§ **Requirement a**
Please answer these questions about the excerpt on the founding of the Workers Revolutionary Party, one answer per line:
(i) At which gathering was the decision to found the Workers Revolutionary Party not discussed?
(ii) What forced the Heath government to impose a three-day work week?
(iii) In what month and year did the National Union of Mineworkers begin all-out strike action?

§ **Source excerpt**
The decision to found the Workers Revolutionary Party was not
discussed at the Fourth Congress of the International Committee. It
was approached as a national endeavor unrelated to the
international struggle against revisionism. The transformation of
the SLL into the WRP was not consciously fought for as the
culmination of the protracted struggle against Pabloite
liquidationism and OCI centrism through which the continuity of
Trotskyism was preserved and defended. Instead, the
"transformation" was utilized as a way of debasing the program and
blurring the historical principles for which the SLL had fought.
Thus, in the very founding of the WRP the impact of the turn away
from the building of the ICFI was already felt within the British
section.
However, it was not wrong to found the Workers Revolutionary
Party nor would it be correct to say that the centrist character of
the program meant that the new party was not Trotskyist. A series
of incorrect and inadequate documents do not by themselves change
the character of a movement which was the product of decades of
struggle within the working class. But the manner in which the WRP
was founded was marred by an opportunist deviation which expressed
the pressure of the growing mass movement upon the party
specifically, an adaptation to its trade union level of
consciousness. The form of this adaptation was directly related to
the failure to develop the struggle against centrism within the
Fourth International. Once again the old truth was being verified:
those who carry out a hasty and theoretically uncompleted split
with the centrists wind up adopting their platform.
5. The Expulsion of Alan Thornett One month after the founding
of the WRP, the impact of
the Arab oil embargo forced the Heath government to impose a
three-day work week just as the miners were preparing a national
strike in support of their pay claim. After the National Union of
Mineworkers began all-out strike action in January 1974, Heath
decided to call a General Election in the hope that he would win a
popular mandate to use state violence to smash the strike. Instead,
the strike continued throughout the election campaign and won
support within broad sections of the middle class who swung toward
the Labour Party. The WRP had been calling for the bringing down of
the Heath government, new elections and the return of a Labour
government. It had previously insisted in its program for the
transformation of the League into the Party that "This demand for
the election of a
Labour government on socialist policies, is the indispensable
step in preparing the working class for state power, because it
means above all the break from reformism." (Ibid., p. 132-33)

§ **Requirement b**
Report every line in the entries below that contains the string "green", copying each line in full.

§ **Excerpted records**
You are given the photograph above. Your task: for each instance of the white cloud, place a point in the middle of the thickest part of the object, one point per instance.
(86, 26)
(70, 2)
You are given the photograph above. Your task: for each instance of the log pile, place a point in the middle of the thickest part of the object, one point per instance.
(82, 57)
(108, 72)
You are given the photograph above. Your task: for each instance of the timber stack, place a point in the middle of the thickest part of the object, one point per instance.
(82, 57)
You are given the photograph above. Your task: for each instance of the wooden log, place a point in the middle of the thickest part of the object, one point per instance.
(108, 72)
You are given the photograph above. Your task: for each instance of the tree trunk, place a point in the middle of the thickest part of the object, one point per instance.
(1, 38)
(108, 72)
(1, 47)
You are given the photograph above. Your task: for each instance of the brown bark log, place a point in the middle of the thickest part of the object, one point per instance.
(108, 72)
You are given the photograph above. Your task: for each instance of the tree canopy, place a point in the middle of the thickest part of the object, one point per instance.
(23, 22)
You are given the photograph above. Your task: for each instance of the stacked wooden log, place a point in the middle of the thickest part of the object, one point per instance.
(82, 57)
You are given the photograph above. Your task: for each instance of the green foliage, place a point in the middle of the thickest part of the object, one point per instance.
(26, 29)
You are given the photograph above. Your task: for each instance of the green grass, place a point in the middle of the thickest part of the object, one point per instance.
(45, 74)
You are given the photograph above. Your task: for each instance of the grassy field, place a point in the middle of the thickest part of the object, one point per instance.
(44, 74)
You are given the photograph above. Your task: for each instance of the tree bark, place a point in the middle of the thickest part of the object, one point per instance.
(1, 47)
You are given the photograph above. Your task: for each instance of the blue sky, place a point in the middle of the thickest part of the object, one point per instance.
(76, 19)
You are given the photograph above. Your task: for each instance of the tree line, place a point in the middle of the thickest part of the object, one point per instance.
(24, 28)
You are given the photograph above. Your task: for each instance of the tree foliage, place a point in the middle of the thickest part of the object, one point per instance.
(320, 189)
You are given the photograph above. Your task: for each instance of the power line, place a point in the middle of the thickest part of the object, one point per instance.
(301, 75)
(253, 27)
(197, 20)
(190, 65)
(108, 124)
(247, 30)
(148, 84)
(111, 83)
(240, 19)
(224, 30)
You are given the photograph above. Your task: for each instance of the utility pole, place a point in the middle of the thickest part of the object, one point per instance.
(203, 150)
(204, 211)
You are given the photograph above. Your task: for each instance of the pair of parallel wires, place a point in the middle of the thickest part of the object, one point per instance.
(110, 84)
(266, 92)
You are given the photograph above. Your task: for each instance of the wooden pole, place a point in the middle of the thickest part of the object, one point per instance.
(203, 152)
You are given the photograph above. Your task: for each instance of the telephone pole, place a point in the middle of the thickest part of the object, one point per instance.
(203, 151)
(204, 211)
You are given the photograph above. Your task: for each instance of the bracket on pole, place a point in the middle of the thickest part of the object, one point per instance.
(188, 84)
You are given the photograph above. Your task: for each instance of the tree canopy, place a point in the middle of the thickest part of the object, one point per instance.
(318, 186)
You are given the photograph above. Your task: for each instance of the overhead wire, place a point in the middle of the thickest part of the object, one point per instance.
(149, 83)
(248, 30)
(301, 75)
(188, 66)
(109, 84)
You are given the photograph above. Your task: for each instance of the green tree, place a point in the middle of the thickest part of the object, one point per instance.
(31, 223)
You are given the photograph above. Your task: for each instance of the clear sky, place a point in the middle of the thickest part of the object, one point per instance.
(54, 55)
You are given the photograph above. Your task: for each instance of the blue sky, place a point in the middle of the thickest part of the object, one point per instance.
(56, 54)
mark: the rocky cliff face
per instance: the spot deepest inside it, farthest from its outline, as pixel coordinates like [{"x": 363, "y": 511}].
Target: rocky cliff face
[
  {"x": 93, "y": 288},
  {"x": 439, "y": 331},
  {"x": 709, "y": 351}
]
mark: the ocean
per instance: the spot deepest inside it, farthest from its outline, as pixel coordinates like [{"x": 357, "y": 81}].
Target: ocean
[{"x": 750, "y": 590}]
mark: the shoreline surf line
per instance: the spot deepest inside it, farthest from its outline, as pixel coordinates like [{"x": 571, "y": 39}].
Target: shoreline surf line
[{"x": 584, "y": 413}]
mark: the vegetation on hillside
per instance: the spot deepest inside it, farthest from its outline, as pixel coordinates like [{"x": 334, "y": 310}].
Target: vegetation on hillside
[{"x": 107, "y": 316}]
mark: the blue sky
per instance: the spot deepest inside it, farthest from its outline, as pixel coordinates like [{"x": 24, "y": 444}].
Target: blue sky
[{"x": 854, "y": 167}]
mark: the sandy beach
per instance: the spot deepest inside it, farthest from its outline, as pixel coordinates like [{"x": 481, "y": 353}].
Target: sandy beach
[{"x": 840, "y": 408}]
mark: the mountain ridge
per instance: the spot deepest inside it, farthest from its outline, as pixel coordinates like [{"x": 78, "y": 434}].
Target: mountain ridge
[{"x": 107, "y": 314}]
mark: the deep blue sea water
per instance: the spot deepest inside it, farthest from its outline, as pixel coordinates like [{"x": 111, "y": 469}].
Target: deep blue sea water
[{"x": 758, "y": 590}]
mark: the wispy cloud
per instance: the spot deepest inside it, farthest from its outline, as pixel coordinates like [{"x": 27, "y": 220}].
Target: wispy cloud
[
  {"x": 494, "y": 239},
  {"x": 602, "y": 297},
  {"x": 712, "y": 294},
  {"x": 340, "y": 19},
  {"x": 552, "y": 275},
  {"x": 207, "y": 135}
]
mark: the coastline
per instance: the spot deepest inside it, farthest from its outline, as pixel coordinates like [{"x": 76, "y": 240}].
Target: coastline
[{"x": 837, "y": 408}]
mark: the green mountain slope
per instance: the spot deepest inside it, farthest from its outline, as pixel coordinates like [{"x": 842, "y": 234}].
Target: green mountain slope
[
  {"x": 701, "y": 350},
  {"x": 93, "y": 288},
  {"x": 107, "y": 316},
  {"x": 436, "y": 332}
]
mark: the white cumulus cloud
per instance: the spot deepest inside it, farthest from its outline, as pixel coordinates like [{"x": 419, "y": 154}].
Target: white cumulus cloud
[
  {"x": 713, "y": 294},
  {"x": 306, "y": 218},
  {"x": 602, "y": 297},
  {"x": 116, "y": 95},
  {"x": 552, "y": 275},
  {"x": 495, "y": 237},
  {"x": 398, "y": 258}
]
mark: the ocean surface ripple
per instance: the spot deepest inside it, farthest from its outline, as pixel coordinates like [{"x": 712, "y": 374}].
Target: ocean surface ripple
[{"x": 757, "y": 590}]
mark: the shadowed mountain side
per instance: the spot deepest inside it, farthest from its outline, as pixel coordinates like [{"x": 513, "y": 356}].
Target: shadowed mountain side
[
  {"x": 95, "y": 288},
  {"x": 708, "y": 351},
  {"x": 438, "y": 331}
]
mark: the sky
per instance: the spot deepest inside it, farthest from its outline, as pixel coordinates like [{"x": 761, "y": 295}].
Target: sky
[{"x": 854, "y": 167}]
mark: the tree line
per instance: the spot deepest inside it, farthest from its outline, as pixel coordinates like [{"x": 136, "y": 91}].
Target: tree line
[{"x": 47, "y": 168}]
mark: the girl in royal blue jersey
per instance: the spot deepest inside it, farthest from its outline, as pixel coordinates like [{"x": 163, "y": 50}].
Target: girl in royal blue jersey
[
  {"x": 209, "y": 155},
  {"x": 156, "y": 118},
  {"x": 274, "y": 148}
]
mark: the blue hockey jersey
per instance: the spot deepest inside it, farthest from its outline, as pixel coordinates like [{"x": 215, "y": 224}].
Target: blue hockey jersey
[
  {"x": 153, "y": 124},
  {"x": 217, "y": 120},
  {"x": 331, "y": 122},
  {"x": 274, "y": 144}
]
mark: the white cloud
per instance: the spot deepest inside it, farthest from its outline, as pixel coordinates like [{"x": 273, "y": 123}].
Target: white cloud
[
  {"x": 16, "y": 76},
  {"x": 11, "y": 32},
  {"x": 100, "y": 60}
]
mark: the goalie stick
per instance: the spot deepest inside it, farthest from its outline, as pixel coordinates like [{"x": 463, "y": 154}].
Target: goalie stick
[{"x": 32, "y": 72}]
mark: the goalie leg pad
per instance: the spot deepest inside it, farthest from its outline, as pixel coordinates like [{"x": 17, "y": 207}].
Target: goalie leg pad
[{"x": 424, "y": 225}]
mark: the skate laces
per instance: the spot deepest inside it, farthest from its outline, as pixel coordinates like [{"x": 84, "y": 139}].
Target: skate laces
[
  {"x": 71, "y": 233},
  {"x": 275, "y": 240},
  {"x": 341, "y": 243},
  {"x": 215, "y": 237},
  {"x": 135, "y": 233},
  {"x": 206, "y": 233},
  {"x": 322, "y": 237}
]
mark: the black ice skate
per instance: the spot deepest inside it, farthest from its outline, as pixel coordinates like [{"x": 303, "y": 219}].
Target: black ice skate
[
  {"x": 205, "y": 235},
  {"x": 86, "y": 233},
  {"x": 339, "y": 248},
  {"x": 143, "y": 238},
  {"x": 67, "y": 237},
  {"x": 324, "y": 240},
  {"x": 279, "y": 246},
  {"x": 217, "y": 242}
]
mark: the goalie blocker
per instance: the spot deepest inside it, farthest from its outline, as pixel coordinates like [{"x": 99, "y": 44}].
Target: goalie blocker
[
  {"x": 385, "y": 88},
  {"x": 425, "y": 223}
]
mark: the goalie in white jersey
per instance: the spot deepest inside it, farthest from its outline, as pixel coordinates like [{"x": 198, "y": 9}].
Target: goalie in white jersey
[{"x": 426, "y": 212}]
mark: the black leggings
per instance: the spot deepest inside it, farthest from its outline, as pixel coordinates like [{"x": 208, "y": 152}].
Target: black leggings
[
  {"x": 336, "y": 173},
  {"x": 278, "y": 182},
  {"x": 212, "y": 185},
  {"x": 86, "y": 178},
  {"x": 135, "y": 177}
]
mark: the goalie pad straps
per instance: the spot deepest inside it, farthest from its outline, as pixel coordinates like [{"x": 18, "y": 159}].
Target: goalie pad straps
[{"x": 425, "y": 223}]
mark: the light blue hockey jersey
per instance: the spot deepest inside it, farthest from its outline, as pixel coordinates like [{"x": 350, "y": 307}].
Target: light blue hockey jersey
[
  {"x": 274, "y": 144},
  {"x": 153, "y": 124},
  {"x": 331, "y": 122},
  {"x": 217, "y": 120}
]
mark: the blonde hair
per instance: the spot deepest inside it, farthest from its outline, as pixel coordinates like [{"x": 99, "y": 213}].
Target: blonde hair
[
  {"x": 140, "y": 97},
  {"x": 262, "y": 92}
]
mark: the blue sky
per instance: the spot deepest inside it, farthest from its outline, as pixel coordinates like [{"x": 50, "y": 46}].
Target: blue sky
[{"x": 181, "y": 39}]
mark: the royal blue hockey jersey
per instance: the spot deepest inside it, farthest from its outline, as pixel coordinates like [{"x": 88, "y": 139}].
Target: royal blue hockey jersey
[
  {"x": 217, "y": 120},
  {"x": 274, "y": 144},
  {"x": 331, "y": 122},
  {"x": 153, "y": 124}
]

§ **Response a**
(i) The Fourth Congress of the International Committee
(ii) The impact of the Arab oil embargo
(iii) January 1974

§ **Response b**
You are given the photograph above. Your task: for each instance of the green foliage, place a point in the middle of the thickest part of the object, one point per instance.
You are given the photograph above. Your task: for each instance of the green grass, place a point in the middle of the thickest part of the object, one point per instance.
You are given the photograph above. Your task: for each instance of the green tree, place a point in the middle of the thickest part of the object, one point per instance.
mark: the green mountain slope
Target: green mountain slope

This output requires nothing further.